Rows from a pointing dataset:
[Start]

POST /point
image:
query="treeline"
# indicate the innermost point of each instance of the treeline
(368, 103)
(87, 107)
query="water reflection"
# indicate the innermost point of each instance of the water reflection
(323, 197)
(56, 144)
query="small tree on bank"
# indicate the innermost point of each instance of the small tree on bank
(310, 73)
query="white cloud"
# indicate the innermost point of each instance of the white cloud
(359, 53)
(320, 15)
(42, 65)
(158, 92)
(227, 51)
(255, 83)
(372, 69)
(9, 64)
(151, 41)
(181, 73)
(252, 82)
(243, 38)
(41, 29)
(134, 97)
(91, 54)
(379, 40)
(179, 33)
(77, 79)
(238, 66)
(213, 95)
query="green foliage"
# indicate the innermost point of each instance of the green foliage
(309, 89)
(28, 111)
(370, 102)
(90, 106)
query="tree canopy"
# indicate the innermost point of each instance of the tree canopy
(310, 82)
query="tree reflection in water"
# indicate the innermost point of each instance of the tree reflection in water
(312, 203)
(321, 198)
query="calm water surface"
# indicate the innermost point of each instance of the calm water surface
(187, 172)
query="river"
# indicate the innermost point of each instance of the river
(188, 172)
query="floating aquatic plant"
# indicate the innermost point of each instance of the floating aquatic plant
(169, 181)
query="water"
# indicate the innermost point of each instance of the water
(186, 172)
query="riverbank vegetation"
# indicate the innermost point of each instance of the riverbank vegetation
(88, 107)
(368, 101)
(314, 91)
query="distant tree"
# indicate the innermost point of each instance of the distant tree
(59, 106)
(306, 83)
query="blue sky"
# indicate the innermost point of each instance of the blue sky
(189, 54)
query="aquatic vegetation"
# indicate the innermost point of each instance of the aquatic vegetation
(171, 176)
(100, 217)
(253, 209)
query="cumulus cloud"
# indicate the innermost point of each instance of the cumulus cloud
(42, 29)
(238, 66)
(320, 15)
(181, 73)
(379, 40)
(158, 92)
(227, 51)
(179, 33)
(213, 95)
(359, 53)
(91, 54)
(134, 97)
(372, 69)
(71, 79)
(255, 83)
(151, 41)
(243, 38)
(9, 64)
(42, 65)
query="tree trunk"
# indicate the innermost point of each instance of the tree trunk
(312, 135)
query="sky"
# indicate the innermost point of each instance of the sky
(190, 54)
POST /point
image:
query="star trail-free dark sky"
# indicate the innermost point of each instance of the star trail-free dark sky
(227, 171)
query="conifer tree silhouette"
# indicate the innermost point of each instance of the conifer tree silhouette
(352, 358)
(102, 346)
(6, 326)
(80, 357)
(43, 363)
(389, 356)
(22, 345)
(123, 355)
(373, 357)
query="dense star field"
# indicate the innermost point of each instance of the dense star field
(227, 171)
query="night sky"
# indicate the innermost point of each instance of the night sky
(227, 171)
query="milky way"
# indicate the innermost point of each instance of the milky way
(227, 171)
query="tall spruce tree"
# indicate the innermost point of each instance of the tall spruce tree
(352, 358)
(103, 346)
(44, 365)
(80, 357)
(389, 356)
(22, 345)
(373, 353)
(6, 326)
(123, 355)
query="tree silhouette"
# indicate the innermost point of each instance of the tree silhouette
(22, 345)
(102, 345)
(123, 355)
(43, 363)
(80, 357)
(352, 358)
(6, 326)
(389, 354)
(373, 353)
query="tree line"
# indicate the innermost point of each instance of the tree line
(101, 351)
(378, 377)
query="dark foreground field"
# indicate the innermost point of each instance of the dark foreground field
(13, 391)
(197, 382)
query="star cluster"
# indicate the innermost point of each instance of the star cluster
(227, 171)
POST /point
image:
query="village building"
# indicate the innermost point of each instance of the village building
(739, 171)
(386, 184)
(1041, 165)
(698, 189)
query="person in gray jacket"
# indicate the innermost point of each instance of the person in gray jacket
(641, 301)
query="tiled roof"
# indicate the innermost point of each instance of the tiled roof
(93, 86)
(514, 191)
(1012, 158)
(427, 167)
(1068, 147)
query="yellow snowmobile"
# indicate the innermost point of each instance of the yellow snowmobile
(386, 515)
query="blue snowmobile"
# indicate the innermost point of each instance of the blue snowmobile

[End]

Directive
Repeat the lines above exactly.

Exercise answer
POST /point
image:
query="treeline"
# indicate the innermost point of each instance of the treeline
(368, 103)
(87, 107)
query="water reflection"
# indicate the innermost point of each instance of the water reflection
(323, 197)
(56, 144)
query="small tree on bank"
# indicate the innermost point of each instance of the small tree on bank
(310, 73)
query="white cloud"
# indicate the innermost point of each instance of the white cloud
(359, 53)
(320, 15)
(42, 65)
(158, 92)
(227, 51)
(255, 83)
(372, 69)
(9, 64)
(151, 41)
(181, 73)
(252, 82)
(243, 38)
(41, 29)
(134, 97)
(91, 54)
(379, 40)
(179, 33)
(77, 79)
(238, 66)
(213, 95)
query="green foliage"
# indicate the innermost point of each instance of the green foliage
(309, 89)
(28, 111)
(370, 102)
(90, 106)
query="tree canopy"
# indicate the innermost point of each instance of the tree canopy
(310, 82)
query="tree reflection in water"
# indicate the innermost point of each instance of the tree reflection in water
(312, 203)
(321, 198)
query="calm water surface"
# indicate the innermost point of each instance of the calm water surface
(187, 172)
query="river"
# indicate the innermost point of each instance of the river
(188, 172)
query="floating aquatic plant"
# indicate the innermost point of each instance of the floating aquatic plant
(169, 181)
query="water"
# indicate the innermost point of each instance of the water
(186, 172)
query="riverbank vegetation"
# indicate the innermost point of each instance of the riverbank vegetation
(88, 107)
(368, 101)
(314, 91)
query="distant tree"
# indicate the innermost point of each instance of the distant tree
(59, 106)
(306, 83)
query="blue sky"
# indicate the innermost point of each instance of the blue sky
(189, 54)
query="aquatic vegetation"
# indicate the innermost point of each instance of the aquatic vegetation
(171, 176)
(100, 217)
(253, 209)
query="cumulus cloud"
# indicate the innermost point of each instance of the cumulus cloud
(42, 29)
(238, 66)
(320, 15)
(181, 73)
(379, 40)
(158, 92)
(227, 51)
(179, 33)
(213, 95)
(359, 53)
(91, 54)
(134, 97)
(372, 69)
(71, 79)
(255, 83)
(151, 41)
(243, 38)
(9, 64)
(42, 65)
query="tree trunk"
# indicate the innermost point of each instance of the tree trunk
(312, 135)
query="sky"
# indicate the innermost point of each instance of the sky
(190, 54)
POST /point
image:
query="star trail-free dark sky"
# indicate the innermost point of each instance of the star trail-free dark sky
(227, 171)
query="conifer tree silhouette"
# indicate the innermost point of each instance of the conifer tree silhouette
(352, 358)
(102, 346)
(6, 326)
(80, 357)
(43, 363)
(389, 356)
(22, 345)
(123, 355)
(373, 357)
query="dense star field"
# indicate the innermost point of each instance of the dense star field
(227, 171)
query="night sky"
# indicate the innermost point of each instance of the night sky
(227, 171)
query="milky way"
# indicate the innermost point of each instance of the milky way
(227, 171)
query="tall spruce tree"
# indicate the innermost point of each instance of the tall spruce tree
(352, 358)
(103, 346)
(44, 365)
(80, 357)
(389, 356)
(22, 345)
(373, 353)
(6, 326)
(123, 355)
query="tree silhouette"
# indicate the innermost point of each instance of the tree silhouette
(22, 345)
(102, 345)
(123, 355)
(43, 363)
(80, 357)
(352, 358)
(6, 326)
(389, 354)
(373, 353)
query="tree line"
# indicate the innermost point of each instance of the tree line
(101, 351)
(378, 377)
query="dark foreground field"
# indicate the innermost point of each instance of the dark foreground field
(13, 391)
(197, 382)
query="star cluster"
# indicate the innermost point of each instance of the star cluster
(227, 171)
POST /point
image:
query="village building"
# indicate the innermost point of each instance of the village building
(739, 171)
(386, 184)
(1041, 165)
(698, 189)
query="person in gray jacket"
# indicate the innermost point of each instance of the person in gray jacket
(641, 301)
query="tiled roof"
# indicate the innermost point of each instance of the tiled roof
(93, 86)
(514, 191)
(1012, 158)
(427, 167)
(1068, 147)
query="yellow snowmobile"
# indicate the innermost point of each instance of the yellow snowmobile
(386, 515)
query="blue snowmobile"
# indicate the innermost point of each instance of the blue snowmobile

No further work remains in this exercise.